List each line in the data below that contains the string "hazy", matching case exactly.

_DATA SHOWN_:
※

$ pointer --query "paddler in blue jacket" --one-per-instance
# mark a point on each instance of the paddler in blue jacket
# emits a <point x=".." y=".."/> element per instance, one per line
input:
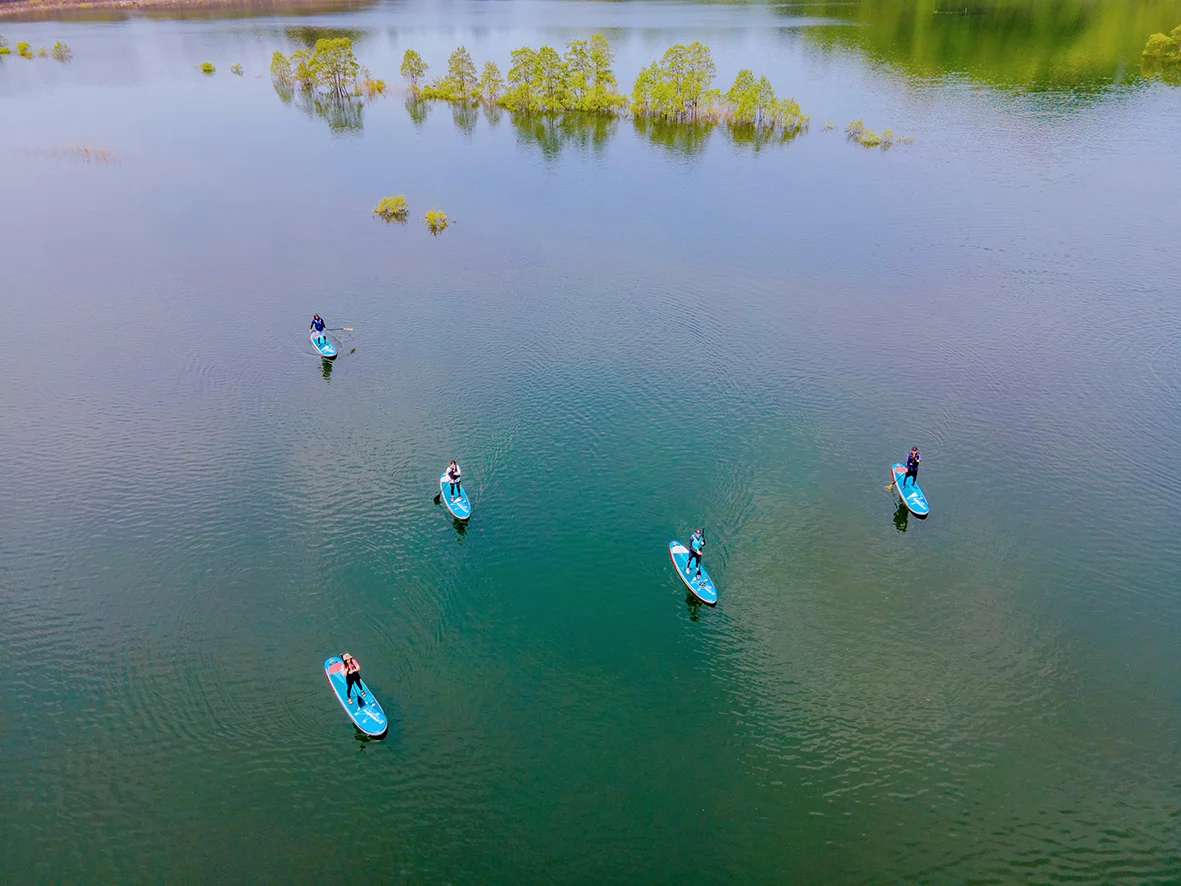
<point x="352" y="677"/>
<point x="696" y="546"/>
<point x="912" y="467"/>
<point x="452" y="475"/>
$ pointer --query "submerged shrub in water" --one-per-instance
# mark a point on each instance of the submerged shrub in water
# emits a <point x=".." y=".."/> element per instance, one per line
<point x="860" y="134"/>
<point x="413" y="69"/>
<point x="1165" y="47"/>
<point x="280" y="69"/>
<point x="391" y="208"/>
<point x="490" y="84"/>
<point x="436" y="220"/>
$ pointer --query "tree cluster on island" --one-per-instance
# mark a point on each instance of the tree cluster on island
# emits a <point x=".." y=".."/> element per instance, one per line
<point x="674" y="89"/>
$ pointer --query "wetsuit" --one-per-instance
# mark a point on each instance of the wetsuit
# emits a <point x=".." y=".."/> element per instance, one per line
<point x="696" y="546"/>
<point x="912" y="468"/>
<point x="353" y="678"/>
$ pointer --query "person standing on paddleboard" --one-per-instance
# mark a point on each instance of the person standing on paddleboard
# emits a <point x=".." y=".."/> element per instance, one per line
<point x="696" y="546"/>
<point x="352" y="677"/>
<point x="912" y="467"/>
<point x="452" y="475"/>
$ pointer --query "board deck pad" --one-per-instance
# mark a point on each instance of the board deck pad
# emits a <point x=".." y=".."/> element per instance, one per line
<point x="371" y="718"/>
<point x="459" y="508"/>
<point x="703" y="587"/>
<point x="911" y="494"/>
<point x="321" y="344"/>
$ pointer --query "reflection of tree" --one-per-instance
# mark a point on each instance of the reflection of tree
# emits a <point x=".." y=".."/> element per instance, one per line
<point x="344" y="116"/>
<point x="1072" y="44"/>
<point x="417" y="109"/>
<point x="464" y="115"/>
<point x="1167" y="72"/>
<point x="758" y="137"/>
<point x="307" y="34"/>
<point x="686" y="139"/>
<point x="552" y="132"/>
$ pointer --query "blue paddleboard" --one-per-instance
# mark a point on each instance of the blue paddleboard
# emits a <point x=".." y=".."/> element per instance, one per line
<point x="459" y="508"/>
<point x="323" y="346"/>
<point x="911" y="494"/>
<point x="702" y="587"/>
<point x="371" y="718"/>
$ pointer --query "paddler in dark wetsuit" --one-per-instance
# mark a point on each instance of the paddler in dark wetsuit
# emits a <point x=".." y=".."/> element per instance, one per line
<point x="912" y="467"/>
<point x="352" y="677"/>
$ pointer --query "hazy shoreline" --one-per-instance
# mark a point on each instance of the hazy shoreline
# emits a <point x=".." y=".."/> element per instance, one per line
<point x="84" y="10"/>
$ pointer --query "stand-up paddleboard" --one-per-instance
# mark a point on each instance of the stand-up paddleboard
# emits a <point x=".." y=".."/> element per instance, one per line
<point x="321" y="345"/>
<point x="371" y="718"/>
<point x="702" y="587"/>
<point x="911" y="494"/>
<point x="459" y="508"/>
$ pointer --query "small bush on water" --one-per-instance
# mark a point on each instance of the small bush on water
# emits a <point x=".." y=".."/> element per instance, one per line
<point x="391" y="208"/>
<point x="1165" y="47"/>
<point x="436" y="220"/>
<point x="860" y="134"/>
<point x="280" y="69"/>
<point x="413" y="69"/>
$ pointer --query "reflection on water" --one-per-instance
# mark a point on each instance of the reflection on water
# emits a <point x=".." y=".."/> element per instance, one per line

※

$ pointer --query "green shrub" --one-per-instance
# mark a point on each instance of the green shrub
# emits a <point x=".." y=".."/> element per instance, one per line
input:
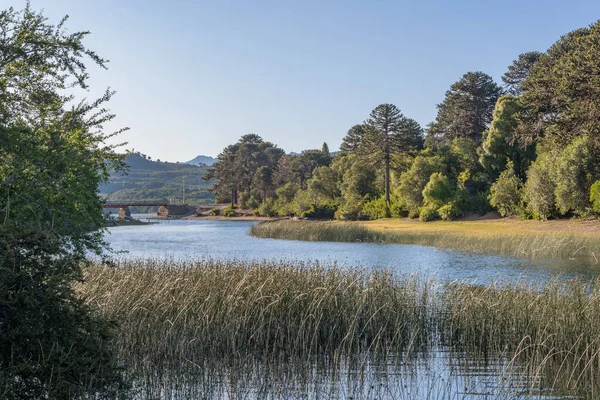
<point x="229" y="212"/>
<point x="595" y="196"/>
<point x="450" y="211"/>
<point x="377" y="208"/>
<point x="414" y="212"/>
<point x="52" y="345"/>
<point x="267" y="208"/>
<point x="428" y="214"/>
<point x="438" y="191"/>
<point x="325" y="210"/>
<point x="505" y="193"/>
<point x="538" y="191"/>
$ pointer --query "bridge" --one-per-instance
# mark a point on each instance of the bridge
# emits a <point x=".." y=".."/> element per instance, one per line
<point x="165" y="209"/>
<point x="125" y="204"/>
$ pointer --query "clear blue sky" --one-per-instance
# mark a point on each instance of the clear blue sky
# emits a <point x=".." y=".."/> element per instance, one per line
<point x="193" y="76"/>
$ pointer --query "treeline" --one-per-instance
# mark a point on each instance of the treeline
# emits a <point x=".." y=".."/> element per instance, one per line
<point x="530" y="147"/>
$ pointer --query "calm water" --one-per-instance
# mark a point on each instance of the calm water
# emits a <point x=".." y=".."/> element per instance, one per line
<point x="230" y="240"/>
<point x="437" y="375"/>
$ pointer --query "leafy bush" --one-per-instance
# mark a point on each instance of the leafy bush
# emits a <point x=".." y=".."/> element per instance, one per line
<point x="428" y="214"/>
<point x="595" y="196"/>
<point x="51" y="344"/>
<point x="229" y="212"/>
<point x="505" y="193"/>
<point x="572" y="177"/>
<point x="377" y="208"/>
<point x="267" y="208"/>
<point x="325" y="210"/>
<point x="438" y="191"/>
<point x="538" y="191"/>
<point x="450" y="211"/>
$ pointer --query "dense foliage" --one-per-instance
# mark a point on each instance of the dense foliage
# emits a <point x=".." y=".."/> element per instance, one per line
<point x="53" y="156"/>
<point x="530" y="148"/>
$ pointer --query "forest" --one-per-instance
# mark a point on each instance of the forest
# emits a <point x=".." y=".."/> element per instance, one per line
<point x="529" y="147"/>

※

_RESPONSE TO THE EXERCISE_:
$ pointer --query "hazy shoreline" --one-per-instance
# mark a point on each instance of the hazy shoreline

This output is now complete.